>> START

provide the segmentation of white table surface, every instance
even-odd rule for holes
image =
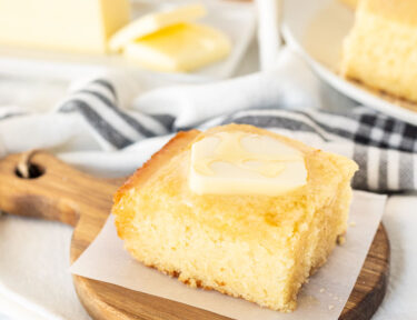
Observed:
[[[257,70],[257,49],[252,44],[237,74]],[[46,111],[63,97],[67,87],[68,82],[66,81],[12,78],[0,73],[0,106],[16,104],[30,110]],[[417,318],[417,303],[413,303],[415,300],[413,297],[417,297],[417,247],[413,246],[414,243],[417,244],[417,211],[415,208],[417,208],[417,196],[394,196],[388,201],[384,222],[391,244],[391,278],[387,297],[374,317],[376,320],[394,319],[394,317],[406,320]],[[71,228],[60,226],[57,222],[4,216],[0,218],[0,233],[12,234],[22,223],[31,223],[32,226],[32,232],[30,232],[32,234],[26,234],[29,239],[26,254],[8,252],[7,248],[2,248],[0,243],[0,257],[16,259],[14,270],[1,269],[0,261],[0,284],[7,282],[8,272],[19,272],[20,268],[24,268],[24,263],[31,263],[30,252],[36,251],[37,234],[42,234],[42,241],[51,243],[48,254],[54,257],[57,274],[37,277],[37,281],[32,282],[31,286],[44,286],[46,290],[50,290],[52,298],[58,297],[57,299],[68,300],[68,310],[54,310],[59,314],[57,319],[88,319],[77,300],[71,274],[68,272]],[[19,234],[16,234],[17,241],[19,237]],[[42,266],[39,266],[40,272],[42,271],[41,268]],[[59,286],[56,286],[56,283],[59,283]],[[31,297],[29,287],[27,288],[27,298],[33,298],[36,301],[36,297]],[[53,299],[48,307],[53,310]],[[33,312],[31,310],[33,309],[29,302],[27,306],[22,306],[13,302],[12,297],[0,296],[1,320],[46,319],[41,311]],[[6,317],[4,312],[10,318]]]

>> END

- The exercise:
Please retype the items above precisely as they appear, leaving out the pictures.

- Finished task:
provide the segmentation of white table surface, every instance
even-odd rule for holes
image =
Observed:
[[[257,70],[257,49],[252,44],[237,74]],[[46,111],[63,97],[67,87],[68,82],[66,81],[12,78],[0,73],[0,106],[16,104],[30,110]],[[417,318],[417,303],[413,303],[415,300],[413,297],[417,297],[417,247],[413,246],[414,243],[417,244],[417,211],[415,208],[417,208],[417,196],[394,196],[388,201],[384,222],[391,244],[391,278],[387,297],[374,317],[376,320],[394,319],[394,317],[406,320]],[[71,228],[60,226],[57,222],[4,216],[0,218],[0,233],[12,234],[22,223],[31,223],[32,226],[32,232],[30,232],[32,234],[26,234],[29,239],[26,254],[8,252],[7,248],[2,248],[0,243],[0,257],[16,259],[14,270],[1,269],[0,261],[0,284],[7,282],[8,272],[19,272],[20,268],[24,268],[24,263],[31,263],[30,252],[36,251],[37,234],[42,234],[42,241],[51,243],[48,254],[54,257],[57,274],[37,277],[37,281],[32,282],[31,286],[44,286],[46,290],[50,290],[52,298],[58,297],[57,299],[68,300],[68,310],[54,310],[59,314],[57,319],[88,319],[77,300],[71,274],[68,272]],[[19,234],[16,234],[17,241],[19,237]],[[42,266],[39,266],[40,272],[42,271],[41,268]],[[59,286],[56,286],[56,283],[59,283]],[[31,297],[29,287],[27,288],[27,298],[33,298],[36,301],[36,297]],[[53,299],[48,307],[53,310]],[[33,312],[31,310],[33,309],[29,302],[27,306],[22,306],[13,302],[12,297],[0,296],[1,320],[46,319],[41,311]],[[6,317],[4,312],[10,318]]]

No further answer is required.